LLM (Large language model) – a general name for models like ChatGPT or GigaChat.

They’re developing well, can answer some things, but there are 2 problems:

  • relatively rare updates (less than once a year?)
  • far from all the world’s knowledge is in them, especially if you need to use some non-public knowledge

So we come to the need to pass some knowledge to models. For this there are several approaches:

  • simply “manually” add to the query (for example, upload a text document and ask to do something with it)
  • RAG (Retrieval Augmented Generation) – we make a layer that improves the query by automatically adding data from some database. More details in the next note.
  • Fine tune – we collect data and retrain the model on it. Only suitable for local models, cloud ones generally can’t be retrained.
  • CAG (Cache-Augmented Generation) – an analog of fine tune for cloud models: they have a large context window, all prepared data is loaded there and saved (“cached”). It’s like a long query, but you don’t need to send it constantly by hand and it’s already parsed.
  • MCP (Model Context Protocol) – we provide the model with the ability to call external functions. For example, a calculator or get current exchange rates. This way you can “feed” necessary data. As an example https://context7.com/ : “Use context7” is added to the query, and the model itself gets current information about the necessary framework (API, examples).

What and how is used:

  • “manually”: when it’s a one-time task or all data fits in context
  • CAG: all data fits in context and the task is frequent for cost optimization
  • RAG: some systems are already built, but, as I see it, MCP looks better
  • Fine tune: used most often for images (to train to recognize some specific new object classes (for example, determine the exact type of plant by leaves) or generate images with certain objects (same avatars, for example)). In LLM it can also be used, for example, to train a certain communication style, but not too popular.

Supplied data
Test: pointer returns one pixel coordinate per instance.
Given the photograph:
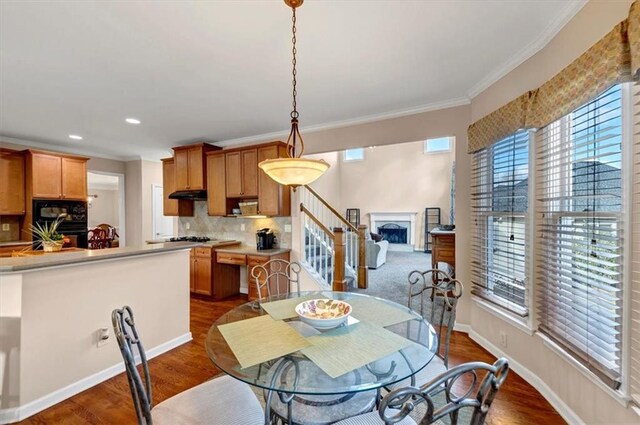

Actions to take
**A.** In the note on passing knowledge to language models, swap "rare updates" for "infrequent updates" and give the passage again, starting at "LLM (Large language" and ending at "once a year?)".
**B.** Write the next part of the note on passing knowledge to language models, picking up after its last sentence.

Responses by item number
**A.**
LLM (Large language model) – a general name for models like ChatGPT or GigaChat.

They’re developing well, can answer some things, but there are 2 problems:

  • relatively infrequent updates (less than once a year?)

**B.**
  • MCP: current replacement for RAG, when some non-public data is collected in some database, it doesn’t fit in context and because of this you need to be able to select part of the data, not all, so the model can use them. With regular local LLMs (somewhere 14-24b) it works poorly, so promising, but not universal yet.

There’s also a class of wrapper systems over LLM:

  • anonymizers: the task is to remove personal and other sensitive data when sending to cloud LLMs. Similarly, de-anonymize the answer: instead of NAME1 substitute the specific name again.
  • NSFW (not suitable for work – usually about porn): fighting unwanted content. The system determines whether to block the query entirely or somehow reformulate it according to “community” rules and legislation. Similarly, checking the generated answer.
  • fighting hallucinations: double-checks whether the model’s answer is adequate or not (usually with the help of another model).

It’s clear that wrappers add delays and cost.